Requirement. Would you restate the entries below word for word, leaving out the images?
+++
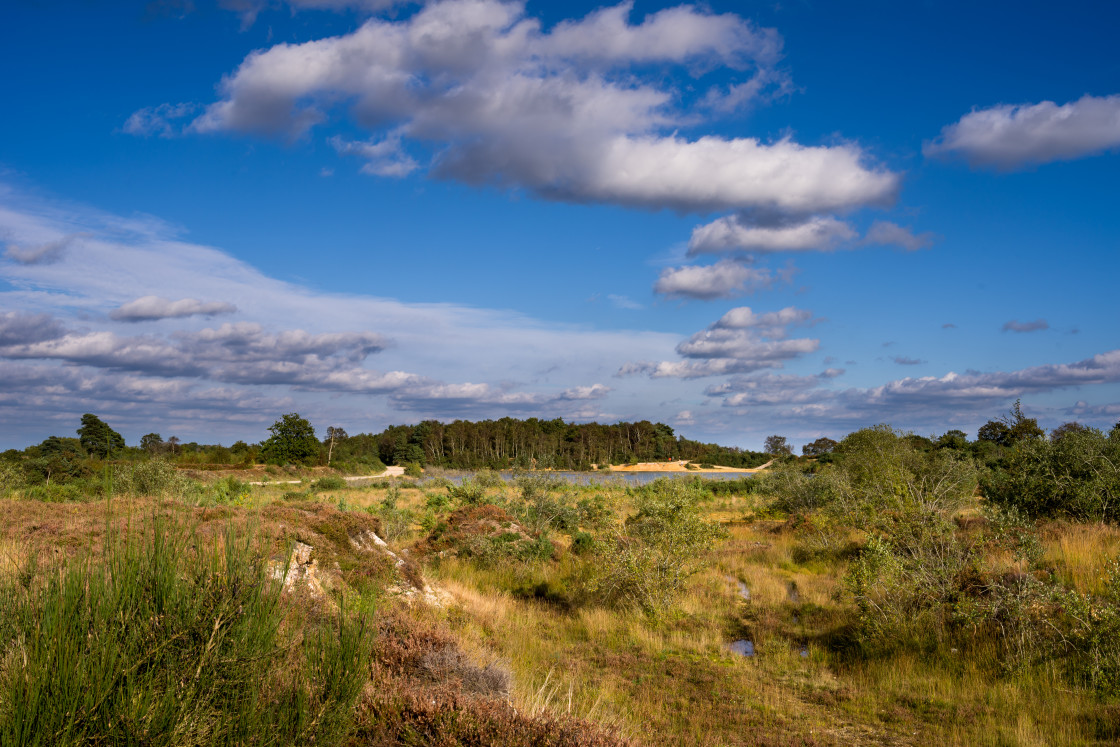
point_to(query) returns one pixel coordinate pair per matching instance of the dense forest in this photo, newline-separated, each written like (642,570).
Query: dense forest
(548,444)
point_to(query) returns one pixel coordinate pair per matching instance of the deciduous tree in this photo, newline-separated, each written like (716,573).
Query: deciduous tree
(292,441)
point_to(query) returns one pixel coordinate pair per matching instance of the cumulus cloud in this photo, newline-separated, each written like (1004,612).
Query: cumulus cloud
(1009,137)
(925,399)
(593,392)
(890,234)
(740,342)
(725,279)
(164,120)
(472,400)
(18,328)
(1015,325)
(383,158)
(742,233)
(624,302)
(149,308)
(292,347)
(562,113)
(770,324)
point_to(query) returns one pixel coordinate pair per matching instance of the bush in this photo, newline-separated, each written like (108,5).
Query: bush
(227,489)
(155,477)
(582,543)
(467,493)
(1076,476)
(329,483)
+++
The completed task.
point_to(query) returns one pixel coordinate pair per matching instance of the dense forest in this photo, newline-separated, each written like (642,570).
Query: dense forest
(548,444)
point_to(query) returns one pixel coordinate pair per matching instance of the deciduous tree in this photo, newline-separated, each written like (716,573).
Query: deciduous tree
(292,441)
point_to(query) returns one pixel coordinate pair per matching instance of the cumulus cloud in this photo, newline-separated, each written like (1004,612).
Query: cumulus cloud
(1009,137)
(925,399)
(593,392)
(890,234)
(740,342)
(725,279)
(164,120)
(472,400)
(18,328)
(1015,325)
(383,158)
(742,233)
(624,302)
(149,308)
(292,347)
(562,113)
(770,324)
point_to(query) returns one pixel coordinate pair per matching instance of the bush in this photo, newline-separated, each written like (108,5).
Query: bush
(227,489)
(155,477)
(582,543)
(467,493)
(1076,476)
(329,483)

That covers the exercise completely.